# [Your objective]
Starting with the first line, output the data exactly through to the end.

(Stored data)
━━━━━━━━

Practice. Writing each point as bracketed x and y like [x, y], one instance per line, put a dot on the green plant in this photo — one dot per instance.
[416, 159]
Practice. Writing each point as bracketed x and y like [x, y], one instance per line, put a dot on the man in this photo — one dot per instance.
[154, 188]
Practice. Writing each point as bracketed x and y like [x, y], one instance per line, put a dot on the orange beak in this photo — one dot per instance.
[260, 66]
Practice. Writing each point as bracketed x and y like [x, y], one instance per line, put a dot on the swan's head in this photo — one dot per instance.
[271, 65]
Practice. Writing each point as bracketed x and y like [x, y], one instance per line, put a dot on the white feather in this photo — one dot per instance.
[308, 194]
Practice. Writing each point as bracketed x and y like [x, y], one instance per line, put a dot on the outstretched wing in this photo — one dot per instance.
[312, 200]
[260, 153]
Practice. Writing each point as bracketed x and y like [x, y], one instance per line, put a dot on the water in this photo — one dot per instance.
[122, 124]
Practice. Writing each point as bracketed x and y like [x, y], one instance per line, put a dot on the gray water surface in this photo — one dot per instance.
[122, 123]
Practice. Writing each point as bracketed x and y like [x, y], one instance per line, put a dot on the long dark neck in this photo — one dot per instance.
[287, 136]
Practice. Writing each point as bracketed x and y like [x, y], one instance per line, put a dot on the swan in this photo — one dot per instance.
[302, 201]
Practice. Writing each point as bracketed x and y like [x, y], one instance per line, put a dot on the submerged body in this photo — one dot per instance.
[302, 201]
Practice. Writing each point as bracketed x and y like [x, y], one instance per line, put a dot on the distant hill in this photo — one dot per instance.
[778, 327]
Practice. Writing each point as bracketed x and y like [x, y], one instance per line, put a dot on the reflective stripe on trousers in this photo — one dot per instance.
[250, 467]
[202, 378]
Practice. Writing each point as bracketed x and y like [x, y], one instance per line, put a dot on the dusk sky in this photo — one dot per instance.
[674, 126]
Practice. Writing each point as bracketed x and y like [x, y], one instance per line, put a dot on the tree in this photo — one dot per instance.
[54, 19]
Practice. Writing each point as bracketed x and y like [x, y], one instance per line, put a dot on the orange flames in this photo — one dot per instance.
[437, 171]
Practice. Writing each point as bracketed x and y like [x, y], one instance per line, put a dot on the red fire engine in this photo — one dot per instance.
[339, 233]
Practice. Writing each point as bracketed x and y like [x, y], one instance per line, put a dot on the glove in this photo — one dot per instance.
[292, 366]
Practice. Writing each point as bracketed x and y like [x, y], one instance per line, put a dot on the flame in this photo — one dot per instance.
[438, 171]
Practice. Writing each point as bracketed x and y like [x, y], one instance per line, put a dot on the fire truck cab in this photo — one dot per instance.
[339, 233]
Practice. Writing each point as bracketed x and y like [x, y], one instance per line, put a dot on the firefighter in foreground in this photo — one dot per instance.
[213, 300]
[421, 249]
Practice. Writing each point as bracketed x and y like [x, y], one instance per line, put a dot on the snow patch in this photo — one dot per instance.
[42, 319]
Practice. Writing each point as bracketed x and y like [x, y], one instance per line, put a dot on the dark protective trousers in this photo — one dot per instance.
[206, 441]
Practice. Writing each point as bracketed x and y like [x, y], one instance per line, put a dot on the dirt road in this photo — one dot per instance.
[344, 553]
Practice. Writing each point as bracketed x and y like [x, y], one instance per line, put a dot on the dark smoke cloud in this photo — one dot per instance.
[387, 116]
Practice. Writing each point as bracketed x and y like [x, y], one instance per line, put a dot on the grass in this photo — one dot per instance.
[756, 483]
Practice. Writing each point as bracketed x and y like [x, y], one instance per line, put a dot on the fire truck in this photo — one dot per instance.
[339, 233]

━━━━━━━━

# [Finished task]
Practice. Writing each point as bracketed x and y like [x, y], one instance per line, put a dot on the green plant in this photo — one dot per instance.
[416, 159]
Practice. Writing each point as bracketed x and y like [x, y], one instance per line, put a dot on the man in this photo — one dot per instance.
[154, 188]
Practice. Writing each point as bracketed x and y like [x, y], one instance per line, put a dot on the orange beak in this photo — one dot per instance.
[260, 66]
Practice. Writing each point as bracketed x and y like [x, y], one instance per line, put a dot on the swan's head in this photo — one dot per instance.
[271, 65]
Practice. Writing each point as bracketed x and y like [x, y], one instance per line, put a dot on the white feather in this photo — one dot per instance.
[308, 194]
Practice. Writing each point as bracketed x and y like [x, y], one instance per line, put a dot on the outstretched wing in this photo — one dot per instance.
[312, 200]
[260, 153]
Practice. Writing each point as bracketed x and y like [x, y], one instance per line, put a dot on the water in this photo — one dot per instance.
[122, 124]
Practice. Writing each point as bracketed x and y like [x, y], one instance per line, put a dot on the gray water surface in this photo — one dot per instance.
[122, 123]
Practice. Writing each point as bracketed x and y like [x, y], one instance per line, put a dot on the long dark neck in this photo — one dot per instance.
[287, 136]
Practice. Writing each point as bracketed x and y like [x, y], one instance per line, put a dot on the swan in this photo — one dot per instance.
[302, 201]
Practice. Writing each point as bracketed x and y like [x, y], one instance per line, put a dot on the submerged body in this photo — one dot per instance.
[302, 201]
Practice. Writing each point as bracketed x and y like [x, y], one instance per line, put a dot on the distant hill in this photo — one dot per instance.
[778, 327]
Practice. Writing each point as bracketed x and y like [x, y], one instance per line, put a dot on the reflective stripe on trousers in this photo — one dot per instance.
[250, 467]
[202, 378]
Practice. Writing each point as bracketed x and y like [x, y], one instance per line, put a dot on the dusk sky in this photo — one dot per instance.
[674, 126]
Practice. Writing each point as bracketed x and y like [x, y], one instance per line, put a dot on the tree in this photo — one dot per instance.
[54, 19]
Practice. Writing each point as bracketed x and y like [x, y], one instance per line, put a dot on the orange flames in this photo — one dot per instance.
[437, 171]
Practice. Writing each point as bracketed x and y like [x, y], one instance per line, put a dot on the red fire engine in this photo — one dot per instance.
[339, 233]
Practice. Writing each point as bracketed x and y like [x, y], one instance per line, put a dot on the glove in this photo — one dot per instance.
[292, 366]
Practice. Writing each point as bracketed x and y like [x, y], one instance per line, put a dot on the flame in this photo — one dot per instance.
[438, 171]
Practice. Writing each point as bracketed x and y like [x, y], one instance per line, put a dot on the fire truck cab in this photo — one dot per instance.
[339, 233]
Practice. Writing each point as bracketed x and y like [x, y], one instance per line, put a dot on the firefighter in foreground in this photo — one dot per instance.
[213, 300]
[421, 249]
Practice. Writing each point as bracketed x and y like [x, y], one instance per line, put a dot on the snow patch in this photo — one dot per instance.
[42, 319]
Practice. Writing each point as bracketed x and y like [x, y], one instance per line, put a dot on the dark protective trousers in this photo — one dot per instance.
[206, 441]
Practice. Writing each point as bracketed x and y like [x, y], one instance per line, put a dot on the dirt road in this photo — one dot per instance.
[344, 553]
Practice. Writing each point as bracketed x and y like [x, y], one instance per line, put a dot on the dark smoke cloud in this photo — one dot per instance.
[387, 116]
Practice. Writing each point as bracketed x and y like [x, y], one instance per line, put a dot on the grass in this photo — one dot per instance.
[756, 483]
Practice. Writing each point as bracketed x and y like [x, y], one instance per line, put a dot on the fire truck in this photo — one dot per instance.
[339, 233]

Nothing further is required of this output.